- [Teks]
######

Makna Zebra Cross Bagi Pejalan Kaki

Makna Zebra Cross Bagi Pejalan Kaki
Oleh: A’lya Agustin

Manusia sebagai makhluk sosial dituntut untuk berinteraksi dengan sesamanya. Interaksi ini dapat terjadi di mana saja dan kapan saja, antara individu dengan individu, individu dengan kelompok, dan kelompok dengan kelompok. Di era globalisasi saat ini, interaksi antar individu maupun antar kelompok sudah sangat mudah. Kita sudah tidak perlu lagi bertemu tatap muka secara langsung dengan lawan bicara untuk berkomunikasi. Dengan pelbagai social media atau pun social messenger yang memiliki fitur facetime atau juga video call, kita dapat bertatap muka dengan lawan bicara tanpa harus bertemu. Namun bukan berarti pertemuan secara langsung sudah tidak dilakukan lagi pada zaman sekarang. Masih banyak ditemukan muda-mudi yang berkumpul dan berbincang di café-café dan restoran yang memiliki tema kekinian hingga vintage.

######

- [Isi Data]

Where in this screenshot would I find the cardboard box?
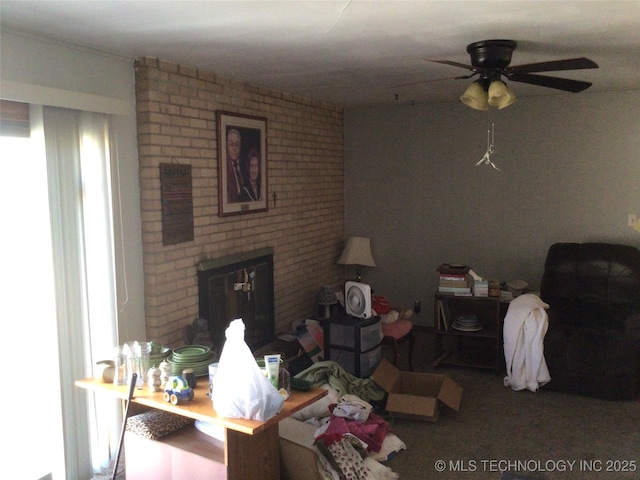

######

- [Soal Latihan A] Tentukan apakah pernyataan (i), (ii), dan (iii) sesuai dengan teks. Jawab ya atau tidak untuk masing-masing, disertai kutipan persis dari teks yang menjadi dasarnya. (i) Interaksi hanya dapat terjadi antara individu dengan individu. (ii) Pertemuan secara langsung sudah tidak dilakukan lagi pada zaman sekarang. (iii) Masih banyak muda-mudi yang berkumpul dan berbincang di café dan restoran.
- [Soal Latihan B] Menurut teks, fitur apa pada social media atau social messenger yang memungkinkan orang bertatap muka dengan lawan bicara tanpa harus bertemu?
- [Soal Latihan C] Sebutkan semua bentuk interaksi yang disebut dalam teks, dilihat dari pihak-pihak yang berinteraksi.
Data tersebut tidak diperlukan untuk mengerjakan soal.

- [Jawaban yang Diharapkan A]
(i) Tidak: "antara individu dengan individu, individu dengan kelompok, dan kelompok dengan kelompok."
(ii) Tidak: "Namun bukan berarti pertemuan secara langsung sudah tidak dilakukan lagi pada zaman sekarang."
(iii) Ya: "Masih banyak ditemukan muda-mudi yang berkumpul dan berbincang di café-café dan restoran"

- [Jawaban yang Diharapkan B] Fitur facetime atau video call.

- [Jawaban yang Diharapkan C] Individu dengan individu, individu dengan kelompok, dan kelompok dengan kelompok.